** GIVEN INSTRUCTION **
Transcribe the records below exactly, leaving out any pictures.

** DATA TO PROCESS **
## BEGIN

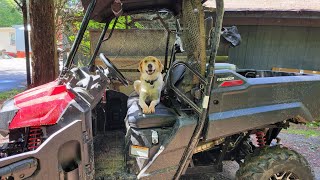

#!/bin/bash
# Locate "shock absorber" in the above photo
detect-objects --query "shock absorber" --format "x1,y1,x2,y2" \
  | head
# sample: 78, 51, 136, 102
27, 127, 42, 151
256, 130, 266, 148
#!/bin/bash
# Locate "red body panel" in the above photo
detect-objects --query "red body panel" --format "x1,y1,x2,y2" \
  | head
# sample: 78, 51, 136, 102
9, 81, 75, 129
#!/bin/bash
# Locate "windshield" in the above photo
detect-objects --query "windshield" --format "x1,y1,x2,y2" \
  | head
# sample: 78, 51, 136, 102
90, 11, 176, 81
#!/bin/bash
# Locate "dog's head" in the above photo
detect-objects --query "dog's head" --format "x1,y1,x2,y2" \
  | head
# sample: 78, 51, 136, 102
139, 56, 163, 75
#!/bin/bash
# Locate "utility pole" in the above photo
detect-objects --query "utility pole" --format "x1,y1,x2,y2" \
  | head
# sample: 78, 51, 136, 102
22, 0, 31, 87
14, 0, 31, 88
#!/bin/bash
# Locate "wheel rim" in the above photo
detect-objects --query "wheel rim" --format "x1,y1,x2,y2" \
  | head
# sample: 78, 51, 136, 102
269, 171, 299, 180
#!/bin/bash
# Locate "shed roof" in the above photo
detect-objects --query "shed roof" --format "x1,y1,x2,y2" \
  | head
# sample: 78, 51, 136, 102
205, 0, 320, 11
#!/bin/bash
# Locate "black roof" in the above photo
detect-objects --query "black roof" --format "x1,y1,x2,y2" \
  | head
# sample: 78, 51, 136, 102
81, 0, 205, 22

## END

** SOLUTION TO THIS TASK **
#!/bin/bash
# Locate "shock absorber" in the above photo
detect-objects --query "shock absorber" --format "x1,y1,x2,y2" \
  | head
# sample: 78, 51, 136, 102
27, 127, 42, 151
256, 130, 266, 148
#!/bin/bash
# Locate "red body panel" in the above photo
detect-objects --query "red body panel" --format "x1,y1,x2,y2" \
  | head
# sample: 78, 51, 136, 102
9, 81, 75, 129
#!/bin/bash
# Locate "windshield" in the above photo
detect-objects --query "windshield" --format "x1,y1,x2,y2" \
  | head
# sample: 78, 51, 136, 102
90, 11, 176, 81
#!/bin/bash
# Locate "dog's head" in the above photo
detect-objects --query "dog's head" --format "x1,y1,x2,y2" \
  | head
# sample: 78, 51, 136, 102
139, 56, 163, 75
#!/bin/bash
# Locate "utility pole" in the above photo
detect-objects --query "utility pole" --format "x1,y1,x2,y2" \
  | head
# sample: 78, 51, 136, 102
22, 0, 31, 87
14, 0, 31, 88
#!/bin/bash
# Locate "wheel rim" in the above photo
detect-objects --query "wheel rim" --format "x1,y1,x2,y2" \
  | head
# sample: 78, 51, 136, 102
269, 171, 299, 180
#!/bin/bash
# Locate "shed roof" in the above photo
detect-objects --query "shed roof" --format "x1,y1,x2,y2" \
  | head
# sample: 78, 51, 136, 102
205, 0, 320, 11
#!/bin/bash
# Locate "black roof" in the above photo
detect-objects --query "black roof" --format "x1,y1,x2,y2" \
  | head
# sample: 78, 51, 136, 102
81, 0, 205, 22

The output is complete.